## REQUIREMENT:
The lines to be set down run from the line containing "blue book, this" through the final line of the data below; print them exactly and print nothing else.

DATA SHOWN: Begin

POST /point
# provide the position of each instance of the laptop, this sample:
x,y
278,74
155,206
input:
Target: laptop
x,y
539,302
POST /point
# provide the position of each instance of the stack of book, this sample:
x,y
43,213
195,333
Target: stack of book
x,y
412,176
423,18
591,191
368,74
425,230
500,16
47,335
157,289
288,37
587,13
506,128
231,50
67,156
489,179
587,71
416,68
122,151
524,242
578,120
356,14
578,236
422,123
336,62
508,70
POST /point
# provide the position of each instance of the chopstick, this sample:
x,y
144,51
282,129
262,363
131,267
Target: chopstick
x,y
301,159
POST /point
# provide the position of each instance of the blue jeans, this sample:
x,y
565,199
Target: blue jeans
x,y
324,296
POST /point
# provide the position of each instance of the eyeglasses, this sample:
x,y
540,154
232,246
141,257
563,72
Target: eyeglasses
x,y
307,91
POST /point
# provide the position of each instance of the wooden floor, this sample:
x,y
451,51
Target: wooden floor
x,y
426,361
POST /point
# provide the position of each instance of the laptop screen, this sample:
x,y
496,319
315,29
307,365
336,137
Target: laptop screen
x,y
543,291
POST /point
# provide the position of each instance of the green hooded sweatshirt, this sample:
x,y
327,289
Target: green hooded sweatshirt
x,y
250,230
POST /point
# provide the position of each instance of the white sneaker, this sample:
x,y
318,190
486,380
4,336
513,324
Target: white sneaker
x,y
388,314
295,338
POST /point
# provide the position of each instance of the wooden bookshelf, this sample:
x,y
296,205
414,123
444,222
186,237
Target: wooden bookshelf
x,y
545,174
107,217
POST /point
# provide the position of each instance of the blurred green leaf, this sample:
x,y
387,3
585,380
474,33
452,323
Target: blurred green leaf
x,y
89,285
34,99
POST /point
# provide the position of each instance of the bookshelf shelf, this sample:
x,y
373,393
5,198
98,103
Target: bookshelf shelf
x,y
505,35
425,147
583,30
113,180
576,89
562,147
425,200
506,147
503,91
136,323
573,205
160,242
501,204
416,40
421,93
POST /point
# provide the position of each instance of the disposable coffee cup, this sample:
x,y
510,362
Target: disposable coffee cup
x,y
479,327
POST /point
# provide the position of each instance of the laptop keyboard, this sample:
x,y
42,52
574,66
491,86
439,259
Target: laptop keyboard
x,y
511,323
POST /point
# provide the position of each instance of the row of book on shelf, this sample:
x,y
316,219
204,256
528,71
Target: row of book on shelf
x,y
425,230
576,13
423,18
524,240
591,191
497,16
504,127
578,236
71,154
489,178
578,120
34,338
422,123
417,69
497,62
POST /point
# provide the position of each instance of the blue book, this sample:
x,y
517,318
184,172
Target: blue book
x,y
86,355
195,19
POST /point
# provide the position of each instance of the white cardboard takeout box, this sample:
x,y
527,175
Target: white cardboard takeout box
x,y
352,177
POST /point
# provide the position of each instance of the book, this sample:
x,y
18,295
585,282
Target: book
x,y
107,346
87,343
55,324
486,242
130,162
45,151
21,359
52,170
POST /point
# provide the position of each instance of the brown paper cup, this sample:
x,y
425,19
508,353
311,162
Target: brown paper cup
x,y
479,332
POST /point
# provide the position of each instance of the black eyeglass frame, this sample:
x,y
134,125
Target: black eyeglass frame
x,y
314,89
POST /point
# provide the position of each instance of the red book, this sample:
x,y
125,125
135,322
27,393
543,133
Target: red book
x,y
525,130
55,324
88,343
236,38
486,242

DATA SHOWN: End

## EXERCISE RESPONSE:
# provide the position of each instance of the blue book, this sample:
x,y
517,318
184,172
Target: blue book
x,y
86,355
195,19
POST /point
# provide the position of each instance of the white cardboard takeout box, this sample:
x,y
527,175
Target: white cardboard takeout box
x,y
352,177
POST /point
# provide the position of each instance of the book, this sample:
x,y
18,295
585,282
Target: book
x,y
107,346
87,343
55,324
486,242
130,162
45,151
21,359
52,170
POST /point
# provide the position of each instance of the brown paper cup, this sample:
x,y
425,19
508,353
311,162
Target: brown paper cup
x,y
479,332
POST /point
# provide the position of each instance of the black eyeglass frame, this sample:
x,y
134,125
Target: black eyeglass frame
x,y
314,89
POST /point
# provide the position of each instance of the red book, this sample:
x,y
125,125
135,322
27,393
543,133
Target: red book
x,y
525,130
55,324
88,343
236,38
486,242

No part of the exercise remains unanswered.